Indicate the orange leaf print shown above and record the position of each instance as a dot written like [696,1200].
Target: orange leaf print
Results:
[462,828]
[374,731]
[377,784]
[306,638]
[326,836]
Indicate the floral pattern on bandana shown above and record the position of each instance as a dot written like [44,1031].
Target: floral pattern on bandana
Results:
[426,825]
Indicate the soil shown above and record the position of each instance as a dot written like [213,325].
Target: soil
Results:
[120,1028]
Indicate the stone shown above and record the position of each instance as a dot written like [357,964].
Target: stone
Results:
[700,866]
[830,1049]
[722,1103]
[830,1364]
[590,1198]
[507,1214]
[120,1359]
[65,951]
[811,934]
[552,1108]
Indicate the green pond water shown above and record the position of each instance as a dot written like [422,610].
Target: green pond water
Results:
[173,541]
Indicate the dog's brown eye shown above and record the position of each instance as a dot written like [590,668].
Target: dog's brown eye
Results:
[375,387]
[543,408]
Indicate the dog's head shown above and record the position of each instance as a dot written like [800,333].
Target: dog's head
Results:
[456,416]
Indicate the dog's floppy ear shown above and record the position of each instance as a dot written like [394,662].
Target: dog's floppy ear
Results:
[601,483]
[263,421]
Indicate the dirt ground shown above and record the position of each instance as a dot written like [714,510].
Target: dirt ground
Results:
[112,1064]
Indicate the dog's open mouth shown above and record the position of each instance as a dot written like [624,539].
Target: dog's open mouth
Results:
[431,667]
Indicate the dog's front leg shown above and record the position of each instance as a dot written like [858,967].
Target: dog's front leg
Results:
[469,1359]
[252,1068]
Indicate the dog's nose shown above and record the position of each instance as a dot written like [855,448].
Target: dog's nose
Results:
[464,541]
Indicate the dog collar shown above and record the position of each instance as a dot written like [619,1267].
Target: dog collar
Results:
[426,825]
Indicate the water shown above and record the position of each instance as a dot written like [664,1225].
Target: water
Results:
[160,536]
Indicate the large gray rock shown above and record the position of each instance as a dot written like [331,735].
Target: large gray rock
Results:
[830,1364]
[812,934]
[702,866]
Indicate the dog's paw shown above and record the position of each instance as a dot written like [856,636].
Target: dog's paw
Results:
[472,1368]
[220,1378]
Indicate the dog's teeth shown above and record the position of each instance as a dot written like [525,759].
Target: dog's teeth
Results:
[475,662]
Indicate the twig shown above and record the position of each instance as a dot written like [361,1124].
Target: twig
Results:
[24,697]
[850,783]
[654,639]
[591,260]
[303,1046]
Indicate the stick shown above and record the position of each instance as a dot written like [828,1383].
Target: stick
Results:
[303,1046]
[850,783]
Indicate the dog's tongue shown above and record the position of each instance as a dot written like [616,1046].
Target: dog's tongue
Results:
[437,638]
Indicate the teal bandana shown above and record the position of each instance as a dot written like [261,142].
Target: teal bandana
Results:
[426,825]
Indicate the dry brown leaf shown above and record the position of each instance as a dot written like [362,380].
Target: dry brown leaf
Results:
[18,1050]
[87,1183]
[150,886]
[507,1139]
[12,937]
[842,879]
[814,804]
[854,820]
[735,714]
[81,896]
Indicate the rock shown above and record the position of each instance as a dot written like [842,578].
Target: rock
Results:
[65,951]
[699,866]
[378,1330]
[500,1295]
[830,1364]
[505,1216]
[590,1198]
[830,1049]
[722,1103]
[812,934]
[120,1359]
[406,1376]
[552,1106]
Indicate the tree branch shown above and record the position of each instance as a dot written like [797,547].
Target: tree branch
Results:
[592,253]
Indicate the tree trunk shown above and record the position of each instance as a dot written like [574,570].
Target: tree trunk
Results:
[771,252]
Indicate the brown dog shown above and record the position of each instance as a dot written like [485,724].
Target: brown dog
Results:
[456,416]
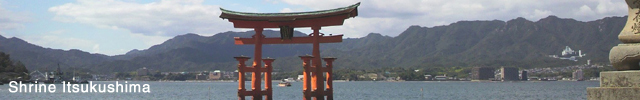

■ **REQUIRED ACTION**: What is wanted is a word-for-word restatement of the entries, without their images.

■ **OUTPUT BELOW**:
Indicate the orange leaf print shown above and record the position of each instance as a dot written like [696,1200].
Target: orange leaf print
Results:
[462,828]
[374,731]
[377,784]
[306,638]
[326,836]
Indicate the floral pattern on bandana shown above and record the position of each instance as a dot written like [44,1031].
Target: floral pattern on bandana
Results:
[426,825]
Indicate the soil shown above and record the position of each instance as a dot written like [213,325].
Target: soil
Results:
[120,1028]
Indicate the stone shown above and record the position of each instance as a dot written like [357,964].
Target: stone
Results:
[700,866]
[830,1049]
[722,1103]
[830,1364]
[590,1198]
[507,1214]
[120,1359]
[65,951]
[811,934]
[552,1108]
Indicate the green pond water shown above and record the position of each instance as a dot written like [422,610].
Target: green pond water
Results:
[173,541]
Indicate the dog's brown eye shown above and record the position of each instance as a dot written like [590,668].
Target: dog's brown eye
Results:
[375,387]
[543,408]
Indicate the dog's head shown above and record the position of each instance as a dot written like [800,333].
Target: dog's head
Results:
[456,416]
Indicate the dog's floppy ear shown above and record the position of each instance as a dot written like [394,662].
Target: dog's floppy ear
Results:
[601,483]
[263,421]
Indicate the dirt ground shown above and record the position of each instance as a dot written like [714,510].
Target: dirt ground
Results:
[112,1064]
Indicate the dog's open mouth shown above and record the position of each instance as a dot written like [624,539].
Target: dog's open mouth
Results:
[431,667]
Indicate the dog's front leg shown above and record the position of each instance as a dot written like [858,967].
Target: dog's front leg
Results:
[469,1359]
[252,1068]
Indicate the dog's nose shown above and record the position of each instance as a dot written like [855,448].
Target: dog's nose
Results:
[464,541]
Indicate the dog collar shown above and record the position of each instance as a dot written like [619,1267].
Target: dog collar
Results:
[426,825]
Indicate the water shown above and record the position of each instance as a dot written like [664,1225].
Target: water
Results:
[160,536]
Indicate the large gray rock shown above and record the position of each instance as a dot written like [331,735].
Target: large gray rock
Results:
[830,1364]
[812,934]
[702,866]
Indicate the dog's paw shown above and record the position of each instance as a dot written like [856,636].
Target: dog's paw
Results:
[472,1368]
[220,1378]
Indicate the dog's teeth shown above and record the position of each instance as a dot written like [525,759].
Target: dog's teeth
Results:
[475,662]
Indicate the twig shown above and record the position of each instance as a dot written like [361,1124].
Target: twig
Results:
[24,697]
[850,783]
[654,639]
[591,260]
[303,1046]
Indicate the stick shown above and record the position of each instance as a dot written like [828,1383].
Target: stick
Results:
[303,1046]
[850,783]
Indicate the dog's tongue shown above and record the position of each instance as a dot written like [616,1046].
Target: dog's tongue
Results:
[437,638]
Indicate the teal bandana shown above and record the position of each instance as a dot written like [261,142].
Target: teal bandana
Results:
[426,825]
Indicate the dry brown leaf shown above and record the position of each instance as a dot written like [362,380].
Target: dry brown leaf
Results:
[18,1050]
[87,1183]
[150,886]
[507,1139]
[12,937]
[842,879]
[814,804]
[854,820]
[735,714]
[81,896]
Indicate the rock shown above and record the position of each instance as a dot written like [842,578].
Target: rock
Results:
[65,951]
[699,866]
[378,1330]
[500,1295]
[830,1364]
[505,1216]
[590,1198]
[830,1049]
[722,1103]
[812,934]
[120,1359]
[406,1376]
[552,1106]
Indicate the tree branch shown above and record the position of each instance as a dot written like [797,547].
Target: tree branch
Results:
[592,253]
Indicate the tree trunk shown above and record the position of each instance as a dot written like [574,570].
Target: tree trunk
Results:
[771,252]
Indicate the brown dog shown above and record the position of each instance as a dot written like [485,724].
Target: brown dog
Results:
[456,416]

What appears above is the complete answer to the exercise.